У меня чудом сохранились воспоминания бойцов Тульского рабочего полка, написанные по моей просьбе после того, как фашистов погнали от Тулы. Чудом, потому что после обороны Тулы были Брянские леса, Белоруссия, Югославия… Я привожу эти воспоминания почти полностью. Думаю, что они помогут читателю глубже окунуться в обстановку тех тревожных дней.
«Майору т. Горшкову А. П.
от бойца Тульского рабочего полка Александра Тимофеевича Алексеева.
22 января 1942 года.
В воскресенье, 22 июня 1941 года, должен был состояться очередной тур розыгрыша первенства области по футболу, и мы всеми пятью зачетными командами (детская, подростковая, юношеская, вторая и первая взрослая – всего человек шестьдесят) в самую рань, заняв целый вагон поезда на узкоколейке, отправились на металлокомбинат. До стадиона добрались быстро и весело, там еще никого не было, и мы ломали головы, как «убить» время до 10 часов, когда начинали игру детские команды. Вдруг послышались громкие восклицания – это подошли несколько человек из «Металлурга», и они очень удивились, что мы приехали всем составом в такое время. Мы напомнили, что сегодня игровой день, металлурговцы переглянулись и сказали одно слово: «Война?»
Что же делать? Конечно, в Красную Армию, кому вышел возраст. На обратном пути младшие ребята смотрели на нас с завистью – они-то, мол, в военкомат, а нам каково? Не доросли.
Война нам казалась лишь поводом для совершения подвигов. Но кто-то из пассажиров охладил: глупый, мол, народ, война – это вам не игрушка. Это — горе народное. В это не верилось и не хотелось верить. Как хороши были парадные войны в кино! Кровь и горе? Конечно, не без этого, но где-то там, за экраном. Но на фронт нас не взяли, и поехали мы, добровольцы-студенты Тульского механического института и школьники старших классов, под Дорогобуж на строительство оборонительных сооружений.
На месте выяснилось, что будем рыть противотанковый ров. И не было ему конца и края. Казалось, что, начинаясь от Балтики, он проходил через Дорогобуж до самого Черного моря. Танки здесь не пройдут. Разве через этакие ямины можно пройти? Такая уверенность удесятеряла силы. Норм не признавали, работали от зари до зари.

═══

ЧТО НУЖНО СДЕЛАТЬ
- A) Продублируйте часть фрагмента текста: всё, начиная со слов «У меня чудом» и заканчивая словами «тех тревожных дней.».
- B) Перечислите все зачетные футбольные команды, которые упомянуты во фрагменте текста.
Приведённые далее записи никак не связаны с фрагментом текста.

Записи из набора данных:
═══

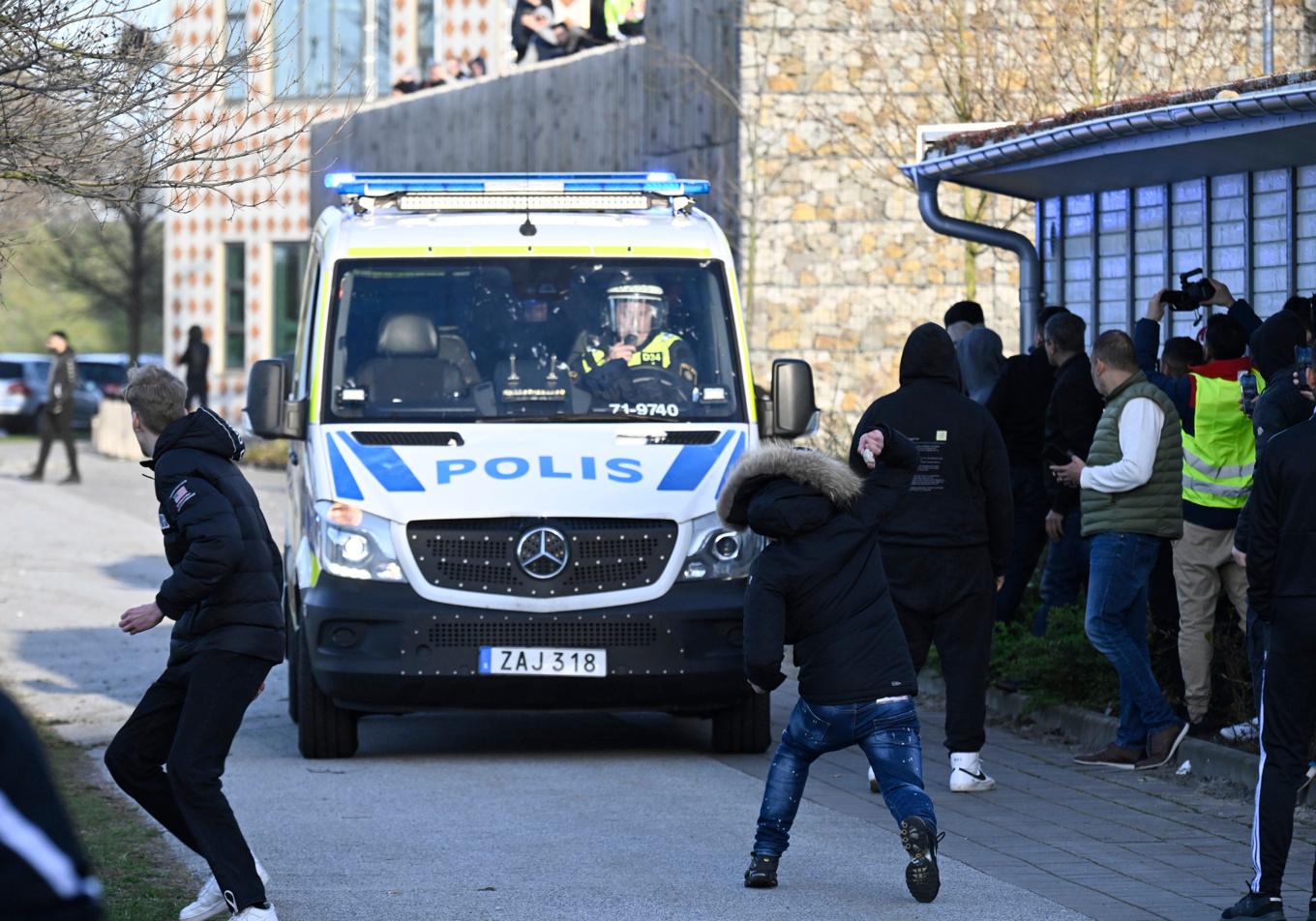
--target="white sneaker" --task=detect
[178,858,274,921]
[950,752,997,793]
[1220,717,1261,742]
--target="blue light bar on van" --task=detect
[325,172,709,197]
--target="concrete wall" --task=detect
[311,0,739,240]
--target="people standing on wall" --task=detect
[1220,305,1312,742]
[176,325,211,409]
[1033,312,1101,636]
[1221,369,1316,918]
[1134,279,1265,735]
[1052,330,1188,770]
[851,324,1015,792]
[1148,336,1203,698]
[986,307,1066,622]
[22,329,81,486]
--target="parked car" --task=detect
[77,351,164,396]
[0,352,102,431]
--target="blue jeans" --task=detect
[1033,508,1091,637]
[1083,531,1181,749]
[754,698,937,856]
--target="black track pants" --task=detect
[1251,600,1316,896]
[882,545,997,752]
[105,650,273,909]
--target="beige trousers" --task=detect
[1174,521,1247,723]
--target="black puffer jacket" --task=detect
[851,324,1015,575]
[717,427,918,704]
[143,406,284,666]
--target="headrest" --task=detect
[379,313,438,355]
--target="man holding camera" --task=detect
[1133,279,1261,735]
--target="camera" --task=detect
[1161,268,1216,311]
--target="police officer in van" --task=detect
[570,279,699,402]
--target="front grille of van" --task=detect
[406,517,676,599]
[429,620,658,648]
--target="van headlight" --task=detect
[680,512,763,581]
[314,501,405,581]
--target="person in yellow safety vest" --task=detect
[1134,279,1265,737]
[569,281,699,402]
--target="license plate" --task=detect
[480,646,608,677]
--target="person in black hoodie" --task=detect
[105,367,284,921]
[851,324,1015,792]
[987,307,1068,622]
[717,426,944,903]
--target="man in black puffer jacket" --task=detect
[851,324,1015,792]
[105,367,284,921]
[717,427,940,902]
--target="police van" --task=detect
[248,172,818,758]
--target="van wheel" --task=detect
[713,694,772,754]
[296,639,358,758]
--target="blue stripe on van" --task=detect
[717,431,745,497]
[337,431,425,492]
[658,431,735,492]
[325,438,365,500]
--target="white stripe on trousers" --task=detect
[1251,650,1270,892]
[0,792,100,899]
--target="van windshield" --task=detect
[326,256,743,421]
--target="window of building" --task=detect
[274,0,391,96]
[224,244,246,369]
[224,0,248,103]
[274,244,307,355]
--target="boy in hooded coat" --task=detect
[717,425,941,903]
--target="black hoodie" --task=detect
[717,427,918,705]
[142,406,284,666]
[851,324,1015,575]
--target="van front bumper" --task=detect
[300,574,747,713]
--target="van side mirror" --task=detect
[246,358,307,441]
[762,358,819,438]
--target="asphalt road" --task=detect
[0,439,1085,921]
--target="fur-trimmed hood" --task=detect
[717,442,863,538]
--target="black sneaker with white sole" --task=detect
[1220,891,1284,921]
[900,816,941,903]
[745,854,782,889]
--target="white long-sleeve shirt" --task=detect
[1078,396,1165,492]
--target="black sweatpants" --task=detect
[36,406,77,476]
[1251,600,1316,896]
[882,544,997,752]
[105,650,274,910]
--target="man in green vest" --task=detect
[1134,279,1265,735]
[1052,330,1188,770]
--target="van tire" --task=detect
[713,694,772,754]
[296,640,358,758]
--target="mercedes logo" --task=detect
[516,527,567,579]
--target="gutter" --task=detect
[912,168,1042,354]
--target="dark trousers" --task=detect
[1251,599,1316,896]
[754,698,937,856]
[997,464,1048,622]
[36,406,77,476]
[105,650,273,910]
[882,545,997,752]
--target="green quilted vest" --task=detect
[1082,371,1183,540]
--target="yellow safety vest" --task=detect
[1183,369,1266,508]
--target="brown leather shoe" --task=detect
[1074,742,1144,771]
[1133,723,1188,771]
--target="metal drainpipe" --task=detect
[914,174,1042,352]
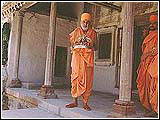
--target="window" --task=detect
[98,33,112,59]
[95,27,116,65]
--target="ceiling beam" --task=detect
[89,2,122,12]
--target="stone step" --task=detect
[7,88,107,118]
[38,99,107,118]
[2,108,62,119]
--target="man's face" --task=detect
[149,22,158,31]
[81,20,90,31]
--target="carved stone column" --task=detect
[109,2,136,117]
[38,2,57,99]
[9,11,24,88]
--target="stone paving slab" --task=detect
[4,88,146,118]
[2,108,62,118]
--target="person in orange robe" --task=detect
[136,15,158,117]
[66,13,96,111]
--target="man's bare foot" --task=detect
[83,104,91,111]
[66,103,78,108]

═══

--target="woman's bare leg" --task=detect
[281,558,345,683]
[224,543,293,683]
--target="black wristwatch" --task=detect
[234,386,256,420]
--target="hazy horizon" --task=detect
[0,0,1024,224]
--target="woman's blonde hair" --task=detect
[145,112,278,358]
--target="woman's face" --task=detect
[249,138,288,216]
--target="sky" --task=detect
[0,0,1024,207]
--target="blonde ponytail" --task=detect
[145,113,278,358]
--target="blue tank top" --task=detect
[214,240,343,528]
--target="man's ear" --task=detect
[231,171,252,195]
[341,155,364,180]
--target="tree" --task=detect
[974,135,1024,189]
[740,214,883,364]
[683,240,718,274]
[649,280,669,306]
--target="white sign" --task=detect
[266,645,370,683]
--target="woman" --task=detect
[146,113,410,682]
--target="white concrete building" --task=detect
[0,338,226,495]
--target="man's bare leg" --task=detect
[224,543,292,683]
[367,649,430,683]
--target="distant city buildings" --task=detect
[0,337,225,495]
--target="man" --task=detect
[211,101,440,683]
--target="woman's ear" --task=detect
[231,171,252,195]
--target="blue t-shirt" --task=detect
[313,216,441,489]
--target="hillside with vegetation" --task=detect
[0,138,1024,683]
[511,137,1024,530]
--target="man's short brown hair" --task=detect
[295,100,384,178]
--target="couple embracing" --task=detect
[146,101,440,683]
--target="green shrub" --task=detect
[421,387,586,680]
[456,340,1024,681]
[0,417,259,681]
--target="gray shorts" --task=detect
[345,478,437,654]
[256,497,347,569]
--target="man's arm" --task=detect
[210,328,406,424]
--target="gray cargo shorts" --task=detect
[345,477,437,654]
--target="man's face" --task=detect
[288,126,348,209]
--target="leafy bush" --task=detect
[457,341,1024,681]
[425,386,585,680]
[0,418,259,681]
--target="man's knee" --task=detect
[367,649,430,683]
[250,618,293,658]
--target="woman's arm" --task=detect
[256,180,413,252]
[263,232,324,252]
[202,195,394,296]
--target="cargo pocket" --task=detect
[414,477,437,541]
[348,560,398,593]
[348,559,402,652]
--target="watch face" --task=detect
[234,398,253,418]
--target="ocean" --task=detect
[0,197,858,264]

═══

ПОЛНЫЕ ОТВЕТЫ
- A)
У меня чудом сохранились воспоминания бойцов Тульского рабочего полка, написанные по моей просьбе после того, как фашистов погнали от Тулы. Чудом, потому что после обороны Тулы были Брянские леса, Белоруссия, Югославия… Я привожу эти воспоминания почти полностью. Думаю, что они помогут читателю глубже окунуться в обстановку тех тревожных дней.

- B) детская, подростковая, юношеская, вторая взрослая, первая взрослая